#### WRITTEN INSTRUCTION
Convert every line of the material below into a numbered list, leaving out blank lines.

#### SOURCE DATA
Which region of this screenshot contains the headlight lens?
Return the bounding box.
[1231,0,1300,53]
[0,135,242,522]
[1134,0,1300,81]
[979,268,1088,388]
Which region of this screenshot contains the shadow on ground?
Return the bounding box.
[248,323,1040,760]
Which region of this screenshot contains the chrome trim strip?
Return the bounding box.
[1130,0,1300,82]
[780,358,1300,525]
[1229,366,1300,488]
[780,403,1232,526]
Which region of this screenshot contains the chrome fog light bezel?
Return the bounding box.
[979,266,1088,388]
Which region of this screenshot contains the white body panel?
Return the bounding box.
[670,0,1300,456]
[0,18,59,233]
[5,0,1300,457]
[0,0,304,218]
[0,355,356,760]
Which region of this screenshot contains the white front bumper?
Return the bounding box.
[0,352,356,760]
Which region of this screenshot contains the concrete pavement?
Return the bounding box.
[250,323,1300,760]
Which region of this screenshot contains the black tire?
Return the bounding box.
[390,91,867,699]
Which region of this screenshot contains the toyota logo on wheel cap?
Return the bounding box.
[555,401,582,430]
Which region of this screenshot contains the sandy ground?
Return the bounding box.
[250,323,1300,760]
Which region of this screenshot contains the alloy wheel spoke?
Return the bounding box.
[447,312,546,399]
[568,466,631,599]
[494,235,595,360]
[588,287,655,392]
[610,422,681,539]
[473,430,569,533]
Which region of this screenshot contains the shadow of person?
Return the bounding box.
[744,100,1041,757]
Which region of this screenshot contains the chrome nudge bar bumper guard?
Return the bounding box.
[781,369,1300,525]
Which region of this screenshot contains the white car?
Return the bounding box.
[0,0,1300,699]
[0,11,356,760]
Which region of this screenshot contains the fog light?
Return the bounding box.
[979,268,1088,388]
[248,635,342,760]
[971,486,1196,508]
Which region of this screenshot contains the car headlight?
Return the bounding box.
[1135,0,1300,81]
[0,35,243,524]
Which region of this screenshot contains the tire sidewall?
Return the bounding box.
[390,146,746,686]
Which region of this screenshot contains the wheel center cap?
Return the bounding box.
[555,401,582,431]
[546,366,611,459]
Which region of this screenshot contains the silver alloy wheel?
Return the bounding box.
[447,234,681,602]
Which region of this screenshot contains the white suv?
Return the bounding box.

#### ANSWER TO THE PROBLEM
1. Which region of this screenshot contains the headlight lens?
2. Return the bounding box.
3. [1231,0,1300,53]
4. [0,135,242,522]
5. [1134,0,1300,81]
6. [979,268,1088,388]
7. Which region of this screenshot contains the shadow on ground?
8. Return the bounding box.
9. [248,323,1040,760]
10. Which region of this screenshot contains the chrome trim strip?
11. Return the bounding box.
12. [1130,0,1300,82]
13. [780,358,1300,525]
14. [1229,366,1300,488]
15. [780,403,1232,526]
16. Which region of this screenshot contains the chrome fog light bezel?
17. Return the bounding box.
18. [979,266,1088,388]
19. Which region of this screenshot contains the white body panel?
20. Return the bounding box.
21. [670,0,1300,456]
22. [0,18,59,233]
23. [5,0,1300,457]
24. [0,0,304,218]
25. [0,355,356,760]
26. Which region of this screenshot contains the white front bumper?
27. Return the bounding box.
28. [0,352,356,760]
29. Which region of this screenshot contains the concrete pavement?
30. Return the bounding box.
31. [250,323,1300,760]
32. Which region of this screenshot contains the black tire?
33. Return the bounding box.
34. [390,91,867,699]
35. Which region of this screenshot contains the toyota logo on wheel cap?
36. Return the bounding box.
37. [555,401,582,430]
38. Which region of this screenshot contains the sandy ground?
39. Return the bounding box.
40. [250,323,1300,760]
41. Which region of this screenshot contains the alloy wheel spoke?
42. Return the bounding box.
43. [447,312,546,399]
44. [568,466,631,599]
45. [494,235,595,360]
46. [588,287,655,392]
47. [610,422,681,539]
48. [473,430,569,533]
49. Which region of this screenshot contains the shadow of person?
50. Return the bounding box.
51. [744,100,1041,757]
52. Which region of this screenshot contains the chrome nudge bar bumper guard?
53. Return the bounding box.
54. [781,369,1300,525]
55. Which region of this screenshot contains the white car?
56. Return the bounding box.
57. [0,0,1300,699]
58. [0,11,356,760]
59. Which region of this screenshot contains the fog light?
60. Return the bounding box.
61. [979,268,1088,388]
62. [248,635,342,760]
63. [971,486,1196,508]
64. Which region of this screenshot contains the car headlight?
65. Return the bounding box.
66. [1135,0,1300,81]
67. [0,35,243,524]
68. Which region of this screenshot contains the tire sidewall?
69. Return the bounding box.
70. [390,146,746,686]
71. Which region of this screenshot contains the wheel center cap?
72. Return the bounding box.
73. [555,401,582,431]
74. [546,366,611,459]
75. Which region of this screenshot contains the silver alloy wheel?
76. Return the bounding box.
77. [447,234,681,602]
78. Which region of this screenshot contains the white suv?
79. Return the bounding box.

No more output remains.